-- Excerpt follows --
It Could Have Been Me...But It Wasn't

It Could Have Been Me…But It Wasn’t
Theology in the Trenches
by Kathleen Kjolhaug

I could have been me sitting along-side the road, holding a sign that begs for work or food…but it wasn’t, and so far it isn’t. So far…

It could have been me swept off my feet…whisked off to who knows where…but it wasn’t. I’ve traveled abroad and have been caught off guard more times than once. But I had many a folk come alongside me, to make sure I did arrive safe and sound...unharmed…

It could have been me hooked on that first drink…but it wasn’t. No, not I. I could handle just one when I chose to indulge and lucky I was…cause some aren’t.

It could have been me in a home with abuse…but it wasn’t. I was born into a family who protected rather than took from…and the taking from skews the whole mind in one act of horrific selfish sin that does not give…but tries to destroy.

It could have been me who was robbed in the street…left lying for all to attack…but it wasn’t. I passed by the same one and for reasons unknown…I came and went…just fine. Why them and not me?

It could have been me who was hooked on the meds that were meant to redirect the pain…but it wasn’t. I had been given the likes of, fresh out of surgery…but I was able to toss those that I no longer needed. Lucky me.

It could have been me married to a man that hits and hurts with fists and words…but it wasn’t. I thought I knew my husband when we married…but the truth is…no one ever fully does. He has not hurt me…but builds up rather than tears down…and for this I am blessed. I wish I could turn him into a million men to help women know that there are those whom they can trust…because for some reason, unbeknownst to me…I have been spared from the mental torture that ensues. Yes, it could have been me.

It could have been me without money to pay and live with a few extra perks in life…but it wasn’t. We don’t have a lot but we have all we need, and for this I am grateful. And, for some reason, I was born here instead of over there…and instead of a hammock, I have a bed. Instead of dirt floors unprotected from the elements, I get to think about how to decorate my floor, and walls that keep the outside out.

It could have been me with a distended stomach and orange hair screaming of malnutrition, but it wasn’t. I have a fly swatter for those little buggers which land round and about…instead of needing to use my hand to swat them away from tired crusted eyes baking in the heat. Even the flies need food and food I am not for them. Why not me?

It could have been me with thoughts in my head that spin out of control all mixed up. In a world which others must be put away for safe keeping like a toy on a top shelf…but it wasn’t. My mind works, most of the time. And I can, for the most part, maneuver my thoughts in ways everlasting that can give voice to the voiceless…it could have been me…but it wasn’t.


It could have been me long ago…not given a chance for life…cause my mama was too overwhelmed, but it wasn’t. You see, I came a mere 11 months after my sister, and 11 months before my younger brother…and I always thought that had there been a way for mama to have a break from birthing so many so rapidly…it would have been me…but it wasn’t. She laid her down her life…in order to see me through…and I will be forever grateful…she trusted. Amen.
-- Excerpt concluded --
-- Records supplied follows --
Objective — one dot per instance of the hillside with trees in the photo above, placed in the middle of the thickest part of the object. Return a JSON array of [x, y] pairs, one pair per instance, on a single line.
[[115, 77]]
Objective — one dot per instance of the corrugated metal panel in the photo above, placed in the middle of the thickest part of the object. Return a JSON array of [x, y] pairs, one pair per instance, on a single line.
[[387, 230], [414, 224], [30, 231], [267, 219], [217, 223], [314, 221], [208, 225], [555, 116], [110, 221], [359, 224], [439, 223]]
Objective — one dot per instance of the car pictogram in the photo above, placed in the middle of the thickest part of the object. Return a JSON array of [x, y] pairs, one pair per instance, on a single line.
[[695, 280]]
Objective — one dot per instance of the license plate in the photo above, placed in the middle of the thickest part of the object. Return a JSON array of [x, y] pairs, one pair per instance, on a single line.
-- Records supplied concluded --
-- Records supplied follows --
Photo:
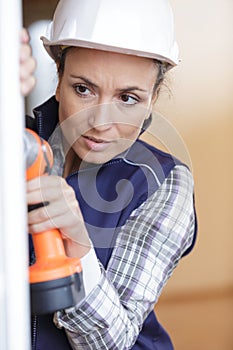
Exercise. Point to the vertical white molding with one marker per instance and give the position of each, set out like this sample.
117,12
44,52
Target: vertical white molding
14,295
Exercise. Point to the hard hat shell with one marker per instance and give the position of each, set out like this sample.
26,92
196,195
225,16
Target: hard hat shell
-- Records supplied concluded --
-- Records supplied follows --
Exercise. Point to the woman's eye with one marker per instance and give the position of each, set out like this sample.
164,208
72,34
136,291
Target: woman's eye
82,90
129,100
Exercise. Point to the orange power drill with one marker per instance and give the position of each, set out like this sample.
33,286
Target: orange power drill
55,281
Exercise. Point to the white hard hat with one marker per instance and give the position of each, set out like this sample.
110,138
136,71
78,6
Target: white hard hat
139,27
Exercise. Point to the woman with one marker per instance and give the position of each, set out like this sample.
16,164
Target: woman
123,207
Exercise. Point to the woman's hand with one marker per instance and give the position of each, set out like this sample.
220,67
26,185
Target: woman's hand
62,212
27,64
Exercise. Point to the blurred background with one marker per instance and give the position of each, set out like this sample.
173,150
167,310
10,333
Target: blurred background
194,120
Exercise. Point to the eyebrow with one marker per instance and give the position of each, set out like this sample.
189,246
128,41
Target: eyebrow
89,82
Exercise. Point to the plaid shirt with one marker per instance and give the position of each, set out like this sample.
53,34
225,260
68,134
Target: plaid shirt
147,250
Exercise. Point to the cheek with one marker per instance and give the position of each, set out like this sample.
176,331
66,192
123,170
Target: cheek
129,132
-- Records supplied concluded --
What you need to do:
Revise the essay from "It could have been me without" through "Why not me?" by changing "hammock" to "mat", and give that stretch again.

Task response:
It could have been me without money to pay and live with a few extra perks in life…but it wasn’t. We don’t have a lot but we have all we need, and for this I am grateful. And, for some reason, I was born here instead of over there…and instead of a mat, I have a bed. Instead of dirt floors unprotected from the elements, I get to think about how to decorate my floor, and walls that keep the outside out.

It could have been me with a distended stomach and orange hair screaming of malnutrition, but it wasn’t. I have a fly swatter for those little buggers which land round and about…instead of needing to use my hand to swat them away from tired crusted eyes baking in the heat. Even the flies need food and food I am not for them. Why not me?